* TEXT
—————

Gemäß Beschluss der Bundesregierung vom 13. Jänner 2021 (siehe Pkt. 19 des Beschl. Prot. Nr. 44) und der entsprechenden Bevollmächtigung durch den Herrn Bundespräsidenten wurde das Übereinkommen zur Änderung des Vertrags zur Einrichtung des Europäischen Stabilitätsmechanismus (ESM-V- Änderungsübereinkommen) am 27. Jänner 2021 von Österreich gemeinsam mit den anderen Mitgliedern des ESM unterzeichnet. Gemäß der Erklärung der Euro-Gruppe vom 30. November 2020 ist es das gemeinsame Ziel, dass das ESM-V-Änderungsübereinkommen mit Beginn 2022 in Kraft tritt.

 

Der gegenständliche Staatsvertrag hat gesetzändernden bzw. gesetzesergänzenden Charakter und bedarf daher gemäß Art. 50 Abs. 1 Z 1 B-VG der Genehmigung durch den Nationalrat.

Der Staatsvertrag hat nicht politischen Charakter und ist der unmittelbaren Anwendung im innerstaatlichen Rechtsbereich zugänglich, sodass eine Erlassung von Gesetzen gemäß Art. 50 Abs. 2 Z 4 B-VG nicht erforderlich ist.

—————

* AUFGABE A
Schreibe aus dem Text zum ESM-Änderungsübereinkommen alles von „Der gegenständliche Staatsvertrag“ bis hinunter zu „nicht erforderlich ist.“ wortgetreu ab.
* AUFGABE B
Nenne alle tagesgenauen Datumsangaben, die im Text zum ESM-Änderungsübereinkommen vorkommen.
* AUFGABE C
Beantworte anhand des Textes zum ESM-Änderungsübereinkommen die folgenden Fragen.
(i) An welchem Tag unterzeichnete Österreich das ESM-V-Änderungsübereinkommen?
(ii) Wer muss den Staatsvertrag genehmigen?
(iii) Ab wann soll das Übereinkommen nach dem gemeinsamen Ziel in Kraft treten?

—————

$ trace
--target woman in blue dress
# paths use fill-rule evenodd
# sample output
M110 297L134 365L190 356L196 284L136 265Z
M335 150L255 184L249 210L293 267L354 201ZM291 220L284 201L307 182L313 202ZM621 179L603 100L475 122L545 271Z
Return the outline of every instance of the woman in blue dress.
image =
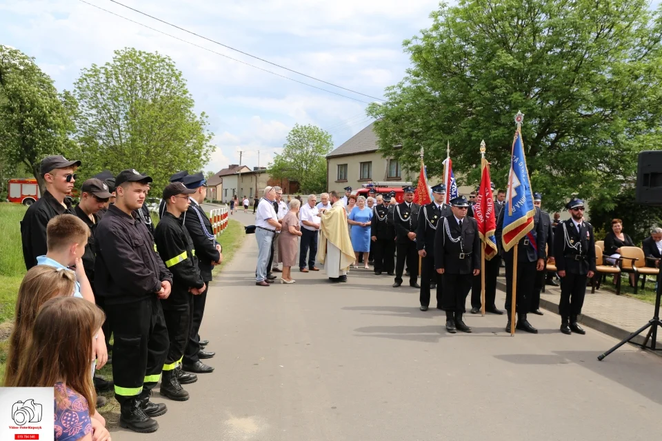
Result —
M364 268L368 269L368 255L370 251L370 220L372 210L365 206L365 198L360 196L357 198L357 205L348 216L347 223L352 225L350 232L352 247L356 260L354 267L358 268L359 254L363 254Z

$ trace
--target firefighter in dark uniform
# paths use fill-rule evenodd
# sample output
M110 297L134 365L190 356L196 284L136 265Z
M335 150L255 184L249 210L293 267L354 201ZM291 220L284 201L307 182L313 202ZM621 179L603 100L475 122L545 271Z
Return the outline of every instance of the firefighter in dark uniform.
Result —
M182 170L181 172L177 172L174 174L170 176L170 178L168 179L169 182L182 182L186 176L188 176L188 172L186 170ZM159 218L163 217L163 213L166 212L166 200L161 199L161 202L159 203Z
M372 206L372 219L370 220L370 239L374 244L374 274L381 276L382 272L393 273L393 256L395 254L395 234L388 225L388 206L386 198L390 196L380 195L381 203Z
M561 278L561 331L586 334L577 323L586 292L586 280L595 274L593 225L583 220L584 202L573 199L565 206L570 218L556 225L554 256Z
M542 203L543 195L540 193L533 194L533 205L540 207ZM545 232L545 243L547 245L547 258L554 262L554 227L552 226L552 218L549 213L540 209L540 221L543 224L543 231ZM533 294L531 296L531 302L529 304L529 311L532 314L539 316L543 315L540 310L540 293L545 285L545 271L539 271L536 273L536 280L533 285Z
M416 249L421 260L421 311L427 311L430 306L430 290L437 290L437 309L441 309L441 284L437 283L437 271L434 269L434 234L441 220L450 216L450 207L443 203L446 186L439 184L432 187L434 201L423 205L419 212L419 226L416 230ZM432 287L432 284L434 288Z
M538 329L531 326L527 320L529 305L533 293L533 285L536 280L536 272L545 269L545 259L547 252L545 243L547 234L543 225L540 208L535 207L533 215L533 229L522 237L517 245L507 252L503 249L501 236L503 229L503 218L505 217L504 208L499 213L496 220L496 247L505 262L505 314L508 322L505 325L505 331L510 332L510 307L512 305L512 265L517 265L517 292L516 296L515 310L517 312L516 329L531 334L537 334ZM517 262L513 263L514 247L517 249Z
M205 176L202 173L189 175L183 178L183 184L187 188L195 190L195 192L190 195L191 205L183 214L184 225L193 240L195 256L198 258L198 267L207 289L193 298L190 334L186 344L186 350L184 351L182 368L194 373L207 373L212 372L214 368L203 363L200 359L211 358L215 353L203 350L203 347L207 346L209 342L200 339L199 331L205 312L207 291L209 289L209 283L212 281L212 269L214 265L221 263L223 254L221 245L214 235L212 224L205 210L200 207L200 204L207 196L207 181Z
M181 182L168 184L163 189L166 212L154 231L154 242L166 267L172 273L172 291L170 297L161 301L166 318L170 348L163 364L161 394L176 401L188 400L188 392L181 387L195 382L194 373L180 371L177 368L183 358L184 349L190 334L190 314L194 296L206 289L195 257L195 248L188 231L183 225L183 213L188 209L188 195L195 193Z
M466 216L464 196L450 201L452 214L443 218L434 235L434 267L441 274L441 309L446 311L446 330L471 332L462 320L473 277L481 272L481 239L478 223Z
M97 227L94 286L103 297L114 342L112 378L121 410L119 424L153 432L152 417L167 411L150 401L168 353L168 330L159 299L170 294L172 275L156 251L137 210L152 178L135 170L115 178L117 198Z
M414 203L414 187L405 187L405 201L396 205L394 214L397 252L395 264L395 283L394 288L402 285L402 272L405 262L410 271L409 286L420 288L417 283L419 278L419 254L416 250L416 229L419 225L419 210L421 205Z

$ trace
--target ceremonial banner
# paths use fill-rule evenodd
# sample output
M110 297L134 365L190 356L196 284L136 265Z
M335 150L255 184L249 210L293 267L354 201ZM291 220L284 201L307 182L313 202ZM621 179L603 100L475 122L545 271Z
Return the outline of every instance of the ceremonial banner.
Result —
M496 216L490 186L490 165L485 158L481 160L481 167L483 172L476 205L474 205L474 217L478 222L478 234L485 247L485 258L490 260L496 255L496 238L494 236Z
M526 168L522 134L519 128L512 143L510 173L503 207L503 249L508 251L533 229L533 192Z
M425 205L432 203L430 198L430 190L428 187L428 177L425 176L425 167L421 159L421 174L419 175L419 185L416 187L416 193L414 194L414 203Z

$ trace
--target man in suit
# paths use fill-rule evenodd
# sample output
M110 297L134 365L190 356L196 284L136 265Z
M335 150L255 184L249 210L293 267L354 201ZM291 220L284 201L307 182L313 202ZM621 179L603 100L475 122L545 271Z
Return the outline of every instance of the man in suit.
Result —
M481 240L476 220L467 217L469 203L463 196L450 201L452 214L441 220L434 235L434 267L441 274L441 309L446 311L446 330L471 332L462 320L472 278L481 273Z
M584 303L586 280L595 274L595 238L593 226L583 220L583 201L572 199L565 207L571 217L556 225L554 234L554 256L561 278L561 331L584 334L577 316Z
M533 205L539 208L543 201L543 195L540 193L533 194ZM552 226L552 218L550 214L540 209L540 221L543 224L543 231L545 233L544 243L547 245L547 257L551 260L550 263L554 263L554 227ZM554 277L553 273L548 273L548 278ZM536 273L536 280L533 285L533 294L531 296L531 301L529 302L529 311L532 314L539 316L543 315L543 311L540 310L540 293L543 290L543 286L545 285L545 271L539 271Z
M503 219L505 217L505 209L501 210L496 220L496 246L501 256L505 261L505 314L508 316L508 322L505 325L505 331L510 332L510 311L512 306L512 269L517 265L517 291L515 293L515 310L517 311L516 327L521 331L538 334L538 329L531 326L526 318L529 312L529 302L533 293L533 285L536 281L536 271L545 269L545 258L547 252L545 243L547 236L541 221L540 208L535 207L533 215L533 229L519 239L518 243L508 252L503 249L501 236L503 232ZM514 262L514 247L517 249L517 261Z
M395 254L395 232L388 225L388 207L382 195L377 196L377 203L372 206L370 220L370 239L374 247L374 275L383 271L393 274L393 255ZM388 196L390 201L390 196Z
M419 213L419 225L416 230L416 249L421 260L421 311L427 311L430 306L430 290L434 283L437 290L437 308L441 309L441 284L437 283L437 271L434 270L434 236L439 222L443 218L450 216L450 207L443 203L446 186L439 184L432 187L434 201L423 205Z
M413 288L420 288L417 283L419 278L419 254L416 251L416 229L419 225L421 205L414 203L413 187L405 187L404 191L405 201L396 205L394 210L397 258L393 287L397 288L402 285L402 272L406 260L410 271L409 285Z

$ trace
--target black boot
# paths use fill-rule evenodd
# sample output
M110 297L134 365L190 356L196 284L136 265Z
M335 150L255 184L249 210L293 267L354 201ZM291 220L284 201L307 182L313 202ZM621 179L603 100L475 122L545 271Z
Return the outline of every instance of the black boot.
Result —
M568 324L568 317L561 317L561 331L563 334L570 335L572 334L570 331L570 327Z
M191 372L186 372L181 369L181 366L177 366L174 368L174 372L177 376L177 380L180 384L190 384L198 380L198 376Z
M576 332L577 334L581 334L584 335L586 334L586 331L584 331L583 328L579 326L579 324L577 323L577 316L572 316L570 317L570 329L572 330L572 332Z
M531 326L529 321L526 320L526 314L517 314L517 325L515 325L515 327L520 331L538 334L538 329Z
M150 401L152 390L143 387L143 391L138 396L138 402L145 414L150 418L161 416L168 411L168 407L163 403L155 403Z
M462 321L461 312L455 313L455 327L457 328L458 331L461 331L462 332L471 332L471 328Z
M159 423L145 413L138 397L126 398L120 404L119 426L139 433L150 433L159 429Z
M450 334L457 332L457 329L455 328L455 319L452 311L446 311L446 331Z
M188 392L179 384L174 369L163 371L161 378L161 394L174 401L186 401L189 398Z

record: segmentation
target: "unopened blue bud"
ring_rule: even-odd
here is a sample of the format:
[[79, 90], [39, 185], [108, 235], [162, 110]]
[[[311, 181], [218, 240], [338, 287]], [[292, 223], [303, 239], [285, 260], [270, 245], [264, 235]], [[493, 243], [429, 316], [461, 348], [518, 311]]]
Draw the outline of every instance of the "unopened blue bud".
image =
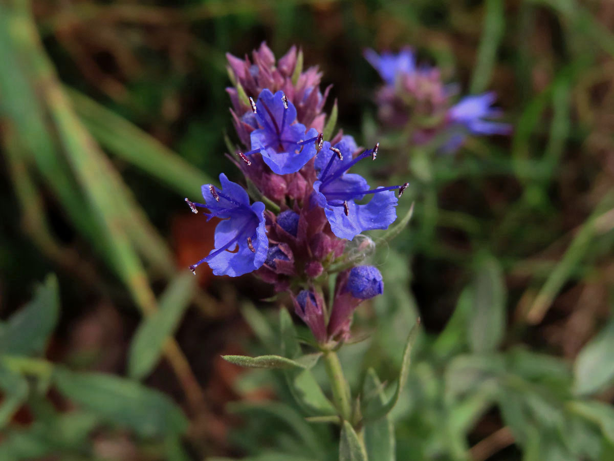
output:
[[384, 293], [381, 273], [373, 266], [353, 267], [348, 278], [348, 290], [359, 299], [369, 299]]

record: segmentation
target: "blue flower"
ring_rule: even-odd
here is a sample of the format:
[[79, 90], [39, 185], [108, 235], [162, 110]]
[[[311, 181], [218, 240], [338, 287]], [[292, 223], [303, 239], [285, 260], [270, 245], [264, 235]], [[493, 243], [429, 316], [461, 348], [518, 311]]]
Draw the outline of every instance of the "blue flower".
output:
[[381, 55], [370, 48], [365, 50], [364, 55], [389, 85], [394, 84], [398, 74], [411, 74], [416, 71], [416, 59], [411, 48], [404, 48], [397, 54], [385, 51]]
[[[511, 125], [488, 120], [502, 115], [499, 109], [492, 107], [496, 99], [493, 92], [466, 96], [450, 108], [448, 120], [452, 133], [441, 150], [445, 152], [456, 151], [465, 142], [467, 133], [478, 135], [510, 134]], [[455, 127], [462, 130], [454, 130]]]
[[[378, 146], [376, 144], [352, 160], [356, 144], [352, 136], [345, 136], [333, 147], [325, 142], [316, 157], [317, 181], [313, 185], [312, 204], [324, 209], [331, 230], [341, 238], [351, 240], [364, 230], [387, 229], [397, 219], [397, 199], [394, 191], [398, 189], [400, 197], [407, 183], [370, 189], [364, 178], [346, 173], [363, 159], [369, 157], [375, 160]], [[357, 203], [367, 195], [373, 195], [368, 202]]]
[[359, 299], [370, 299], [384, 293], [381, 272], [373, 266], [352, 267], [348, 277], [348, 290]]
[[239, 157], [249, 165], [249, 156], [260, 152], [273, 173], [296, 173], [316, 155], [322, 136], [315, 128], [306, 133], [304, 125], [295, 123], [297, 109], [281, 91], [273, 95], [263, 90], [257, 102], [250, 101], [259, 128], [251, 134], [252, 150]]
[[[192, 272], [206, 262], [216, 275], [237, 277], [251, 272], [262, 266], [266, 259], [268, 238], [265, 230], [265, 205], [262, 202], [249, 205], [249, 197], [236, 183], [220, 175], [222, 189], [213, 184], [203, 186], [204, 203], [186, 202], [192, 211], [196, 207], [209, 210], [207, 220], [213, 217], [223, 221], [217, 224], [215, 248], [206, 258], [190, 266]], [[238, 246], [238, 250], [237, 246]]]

—————

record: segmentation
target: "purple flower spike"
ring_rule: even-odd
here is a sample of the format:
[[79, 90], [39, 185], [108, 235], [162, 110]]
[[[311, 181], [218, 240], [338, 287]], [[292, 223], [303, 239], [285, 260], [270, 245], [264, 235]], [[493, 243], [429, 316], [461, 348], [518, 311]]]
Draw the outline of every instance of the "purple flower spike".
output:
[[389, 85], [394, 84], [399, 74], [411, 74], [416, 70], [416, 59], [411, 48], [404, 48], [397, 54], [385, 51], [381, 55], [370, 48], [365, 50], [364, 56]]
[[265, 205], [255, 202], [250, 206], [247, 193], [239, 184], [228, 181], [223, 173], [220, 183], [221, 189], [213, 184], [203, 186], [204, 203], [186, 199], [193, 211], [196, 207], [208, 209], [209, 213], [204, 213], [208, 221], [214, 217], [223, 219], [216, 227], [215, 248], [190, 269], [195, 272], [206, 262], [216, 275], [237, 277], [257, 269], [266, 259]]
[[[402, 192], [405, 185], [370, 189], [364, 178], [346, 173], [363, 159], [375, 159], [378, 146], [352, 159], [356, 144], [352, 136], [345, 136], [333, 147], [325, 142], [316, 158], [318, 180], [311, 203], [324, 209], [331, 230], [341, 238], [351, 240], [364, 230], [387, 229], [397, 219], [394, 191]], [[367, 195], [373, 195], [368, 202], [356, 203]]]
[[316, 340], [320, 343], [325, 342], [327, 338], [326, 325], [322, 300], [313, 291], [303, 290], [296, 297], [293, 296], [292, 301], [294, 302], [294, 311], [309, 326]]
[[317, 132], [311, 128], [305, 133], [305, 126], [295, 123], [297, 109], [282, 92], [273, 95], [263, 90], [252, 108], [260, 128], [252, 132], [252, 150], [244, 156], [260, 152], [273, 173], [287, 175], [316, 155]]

—————

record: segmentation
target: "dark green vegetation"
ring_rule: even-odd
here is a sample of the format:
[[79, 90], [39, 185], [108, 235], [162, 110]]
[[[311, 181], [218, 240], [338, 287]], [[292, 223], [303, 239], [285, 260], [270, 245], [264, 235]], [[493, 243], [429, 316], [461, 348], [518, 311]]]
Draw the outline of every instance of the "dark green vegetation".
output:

—————

* LÖSUNG A
Der gegenständliche Staatsvertrag hat gesetzändernden bzw. gesetzesergänzenden Charakter und bedarf daher gemäß Art. 50 Abs. 1 Z 1 B-VG der Genehmigung durch den Nationalrat.

Der Staatsvertrag hat nicht politischen Charakter und ist der unmittelbaren Anwendung im innerstaatlichen Rechtsbereich zugänglich, sodass eine Erlassung von Gesetzen gemäß Art. 50 Abs. 2 Z 4 B-VG nicht erforderlich ist.

* LÖSUNG B
13. Jänner 2021
27. Jänner 2021
30. November 2020

* LÖSUNG C
(i) Am 27. Jänner 2021.
(ii) Der Nationalrat.
(iii) Mit Beginn 2022.